## WHAT TO WORK ON
Copy exactly the line that contains "Query: green vegetation" plus all remaining lines of the data, and leave out every line before it.

## RECORDS TO PROCESS
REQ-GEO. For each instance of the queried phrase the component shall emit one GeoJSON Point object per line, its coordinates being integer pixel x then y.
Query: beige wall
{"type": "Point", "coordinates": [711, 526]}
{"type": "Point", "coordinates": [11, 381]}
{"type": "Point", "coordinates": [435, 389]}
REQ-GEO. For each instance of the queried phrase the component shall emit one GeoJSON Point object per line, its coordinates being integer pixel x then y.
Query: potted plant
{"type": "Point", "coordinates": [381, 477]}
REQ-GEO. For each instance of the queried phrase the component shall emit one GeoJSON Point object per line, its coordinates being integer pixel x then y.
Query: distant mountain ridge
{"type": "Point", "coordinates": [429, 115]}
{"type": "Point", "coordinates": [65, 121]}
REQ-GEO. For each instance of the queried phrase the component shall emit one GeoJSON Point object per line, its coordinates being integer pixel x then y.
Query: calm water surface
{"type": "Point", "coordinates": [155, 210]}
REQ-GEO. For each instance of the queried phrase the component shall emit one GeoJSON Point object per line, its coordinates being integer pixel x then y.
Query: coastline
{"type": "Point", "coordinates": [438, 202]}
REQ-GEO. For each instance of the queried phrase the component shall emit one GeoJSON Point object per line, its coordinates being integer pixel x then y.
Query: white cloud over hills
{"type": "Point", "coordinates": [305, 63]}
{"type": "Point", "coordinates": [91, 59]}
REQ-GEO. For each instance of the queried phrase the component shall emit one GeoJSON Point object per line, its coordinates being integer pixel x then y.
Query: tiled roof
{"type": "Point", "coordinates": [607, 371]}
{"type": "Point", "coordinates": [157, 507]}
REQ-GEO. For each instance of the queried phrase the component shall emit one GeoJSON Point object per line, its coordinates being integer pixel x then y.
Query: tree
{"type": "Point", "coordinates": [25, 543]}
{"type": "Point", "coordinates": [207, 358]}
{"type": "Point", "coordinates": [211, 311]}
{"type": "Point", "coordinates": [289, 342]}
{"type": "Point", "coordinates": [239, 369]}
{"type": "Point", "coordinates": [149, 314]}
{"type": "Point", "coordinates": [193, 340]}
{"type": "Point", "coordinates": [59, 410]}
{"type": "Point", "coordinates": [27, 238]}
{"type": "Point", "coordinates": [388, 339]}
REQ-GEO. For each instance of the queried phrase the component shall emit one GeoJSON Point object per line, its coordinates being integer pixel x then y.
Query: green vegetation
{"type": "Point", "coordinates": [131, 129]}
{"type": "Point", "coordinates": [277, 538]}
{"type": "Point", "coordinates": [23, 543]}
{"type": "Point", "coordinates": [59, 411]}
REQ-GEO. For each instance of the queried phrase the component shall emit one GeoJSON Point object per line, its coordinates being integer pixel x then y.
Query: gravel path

## ANSWER AREA
Query: green vegetation
{"type": "Point", "coordinates": [131, 129]}
{"type": "Point", "coordinates": [277, 538]}
{"type": "Point", "coordinates": [23, 543]}
{"type": "Point", "coordinates": [59, 411]}
REQ-GEO. For each instance of the queried phrase the component shall emit one GeoJSON Point object per line, its coordinates being integer pixel x then y.
Query: gravel path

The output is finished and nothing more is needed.